** Objective **
Render the data below as a numbered list, one entry per line, and leave out any blank lines.

==== Record excerpts

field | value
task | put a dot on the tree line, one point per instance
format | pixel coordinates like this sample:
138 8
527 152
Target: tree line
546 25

========

** Written response **
1. field | value
2. task | put a dot on the tree line, one point per instance
3. format | pixel coordinates like this sample:
4. 138 8
5. 527 152
6. Target: tree line
7. 546 25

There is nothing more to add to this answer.